> TEXT SECTION
************
A stainless steel composition of improved corrosion resistance and process therefor

Abstract

 Corrosion resistance of stainless steel powder mouldings is improved by combining the powder before moulding with 8 to 16% by weight of an additive consisting of 2 to 30% by weight of tin and 98 to 70% by weight of copper and/or nickel. Stainless steel mouldings are prepared by compacting the powder at high pressure and heating to sintering temperature.

Description

[0001] The invention relates to a process and composition for improving corrosion resistance of stainless steel powder moldings by combining said powder before molding with a metal additive.

[0002] U.S. Patents 3,425,813 and 3,520,680 are concerned with improving corrosion resistance of stainless steel powder moldings by coating or blending the stainless steel powder before molding with very small amounts of a metal additive consisting of tin or a tin alloy with nickel or copper. Improved corrosion resistance is attained when compacting the coated powders and sintering them at between 1093 and 1260°C.

[0003] Further improvement in corrosion resistance is obtained with the composition and method of the invention as described below employing larger amounts of at least one of copper or nickel.

[0004] The invention provides a process for improving the corrosion resistance of stainless steel powder moldings by combining said powder before molding with about 8 to 16% by weight of an additive consisting essentially of by weight 2 to 30% of tin and 98 to 70% of at least one metal selected from the group consisting of copper and nickel.

[0005] The invention includes a process for preparing stainless steel moldings of enhanced corrosion resistance by combining stainless steel powder with about 8 to 16% by weight of an additive consisting essentially of by weight 2 to 30% of tin and 98 to 70% of at least one metal selected from copper and nickel, compacting said combined powder at high pressure, and heating the formed compact to sintering temperature.
************
> SUPPLIED DATA
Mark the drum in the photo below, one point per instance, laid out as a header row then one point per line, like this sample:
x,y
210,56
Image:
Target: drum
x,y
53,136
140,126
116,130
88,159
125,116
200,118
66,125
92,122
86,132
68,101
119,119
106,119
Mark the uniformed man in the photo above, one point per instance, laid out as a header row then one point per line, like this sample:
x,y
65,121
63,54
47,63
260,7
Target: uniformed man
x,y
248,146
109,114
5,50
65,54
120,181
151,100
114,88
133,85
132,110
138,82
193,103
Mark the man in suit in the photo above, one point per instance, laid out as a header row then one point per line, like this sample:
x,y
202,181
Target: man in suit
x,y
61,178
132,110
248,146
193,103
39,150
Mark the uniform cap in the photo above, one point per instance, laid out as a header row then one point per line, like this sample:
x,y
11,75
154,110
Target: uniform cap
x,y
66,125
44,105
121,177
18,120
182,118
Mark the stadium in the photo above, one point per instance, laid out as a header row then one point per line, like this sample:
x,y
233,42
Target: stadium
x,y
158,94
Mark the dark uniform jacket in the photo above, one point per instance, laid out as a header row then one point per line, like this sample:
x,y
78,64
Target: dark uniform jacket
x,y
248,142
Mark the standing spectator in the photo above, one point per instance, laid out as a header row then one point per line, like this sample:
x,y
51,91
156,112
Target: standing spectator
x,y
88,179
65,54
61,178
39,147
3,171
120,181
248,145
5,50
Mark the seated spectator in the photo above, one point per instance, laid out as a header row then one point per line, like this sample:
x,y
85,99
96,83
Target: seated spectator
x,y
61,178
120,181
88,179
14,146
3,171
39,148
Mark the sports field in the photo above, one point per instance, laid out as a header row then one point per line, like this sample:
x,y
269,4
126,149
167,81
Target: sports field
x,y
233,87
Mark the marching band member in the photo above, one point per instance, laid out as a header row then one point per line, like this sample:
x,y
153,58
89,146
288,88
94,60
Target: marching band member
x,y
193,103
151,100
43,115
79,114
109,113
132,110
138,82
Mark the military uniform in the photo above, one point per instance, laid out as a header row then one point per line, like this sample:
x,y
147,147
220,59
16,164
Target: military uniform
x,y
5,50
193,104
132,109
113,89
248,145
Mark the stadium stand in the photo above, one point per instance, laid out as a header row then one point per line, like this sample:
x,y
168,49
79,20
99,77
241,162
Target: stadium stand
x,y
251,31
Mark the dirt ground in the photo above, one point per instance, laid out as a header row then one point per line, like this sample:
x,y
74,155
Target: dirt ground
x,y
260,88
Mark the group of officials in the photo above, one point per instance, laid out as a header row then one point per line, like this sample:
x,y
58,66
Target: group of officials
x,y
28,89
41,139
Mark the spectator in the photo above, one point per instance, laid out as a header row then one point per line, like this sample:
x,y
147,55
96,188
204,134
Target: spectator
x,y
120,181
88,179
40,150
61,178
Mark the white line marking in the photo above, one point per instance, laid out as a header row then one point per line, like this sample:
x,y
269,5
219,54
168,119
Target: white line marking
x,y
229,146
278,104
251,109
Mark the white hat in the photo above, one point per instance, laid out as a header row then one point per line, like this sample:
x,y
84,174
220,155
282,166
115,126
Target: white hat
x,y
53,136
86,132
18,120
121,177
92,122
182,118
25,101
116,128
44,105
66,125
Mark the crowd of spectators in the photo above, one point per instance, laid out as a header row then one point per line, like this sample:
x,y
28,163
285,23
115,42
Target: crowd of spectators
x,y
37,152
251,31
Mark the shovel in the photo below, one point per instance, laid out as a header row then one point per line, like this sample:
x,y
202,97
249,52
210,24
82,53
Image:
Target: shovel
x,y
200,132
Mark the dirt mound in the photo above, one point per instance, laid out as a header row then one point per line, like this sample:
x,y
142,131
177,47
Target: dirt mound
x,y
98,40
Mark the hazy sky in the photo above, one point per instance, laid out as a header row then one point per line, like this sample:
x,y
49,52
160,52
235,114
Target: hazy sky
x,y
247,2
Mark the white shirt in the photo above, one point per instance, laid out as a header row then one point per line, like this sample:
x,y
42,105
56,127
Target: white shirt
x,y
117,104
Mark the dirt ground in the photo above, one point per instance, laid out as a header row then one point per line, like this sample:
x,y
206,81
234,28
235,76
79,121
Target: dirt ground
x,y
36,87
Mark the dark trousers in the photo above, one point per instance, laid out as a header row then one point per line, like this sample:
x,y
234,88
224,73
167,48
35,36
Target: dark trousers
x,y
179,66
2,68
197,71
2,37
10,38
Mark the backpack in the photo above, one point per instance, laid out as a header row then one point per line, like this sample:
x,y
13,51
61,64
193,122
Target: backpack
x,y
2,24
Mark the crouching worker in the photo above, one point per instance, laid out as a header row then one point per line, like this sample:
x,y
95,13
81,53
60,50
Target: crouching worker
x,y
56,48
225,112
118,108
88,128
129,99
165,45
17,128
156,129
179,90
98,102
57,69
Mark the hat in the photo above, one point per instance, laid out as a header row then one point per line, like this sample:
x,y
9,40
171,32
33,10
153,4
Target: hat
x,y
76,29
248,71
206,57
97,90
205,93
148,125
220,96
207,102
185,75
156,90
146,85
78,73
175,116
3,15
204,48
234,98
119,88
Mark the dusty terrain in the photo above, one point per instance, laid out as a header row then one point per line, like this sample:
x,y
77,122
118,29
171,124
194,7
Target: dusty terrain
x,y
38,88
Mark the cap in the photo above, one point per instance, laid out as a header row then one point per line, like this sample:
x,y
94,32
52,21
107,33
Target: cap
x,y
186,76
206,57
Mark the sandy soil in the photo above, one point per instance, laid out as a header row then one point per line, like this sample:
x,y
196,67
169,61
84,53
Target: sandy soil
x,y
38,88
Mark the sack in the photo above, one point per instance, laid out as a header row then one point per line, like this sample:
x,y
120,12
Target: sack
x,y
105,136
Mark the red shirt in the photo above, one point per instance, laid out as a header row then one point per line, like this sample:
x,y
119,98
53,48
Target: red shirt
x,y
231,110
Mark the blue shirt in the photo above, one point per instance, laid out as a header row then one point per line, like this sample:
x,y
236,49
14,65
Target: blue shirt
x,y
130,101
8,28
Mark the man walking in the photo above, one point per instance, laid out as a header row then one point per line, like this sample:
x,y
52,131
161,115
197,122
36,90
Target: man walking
************
> GOAL 1
Summarize the text on stainless steel powder moldings in two sentences.
> GOAL 2
Find every line in the listing that contains the string "suit", matching case exactly, and copy each of those lines.

> EXERCISE SOLUTION 1
Stainless steel powder moldings gain corrosion resistance when the powder is combined before molding with about 8 to 16% by weight of an additive made of 2 to 30% tin and 98 to 70% copper and/or nickel. The moldings are prepared by compacting the combined powder at high pressure and heating the compact to sintering temperature.

> EXERCISE SOLUTION 2
Mark the man in suit in the photo above, one point per instance, laid out as a header row then one point per line, like this sample:
Target: man in suit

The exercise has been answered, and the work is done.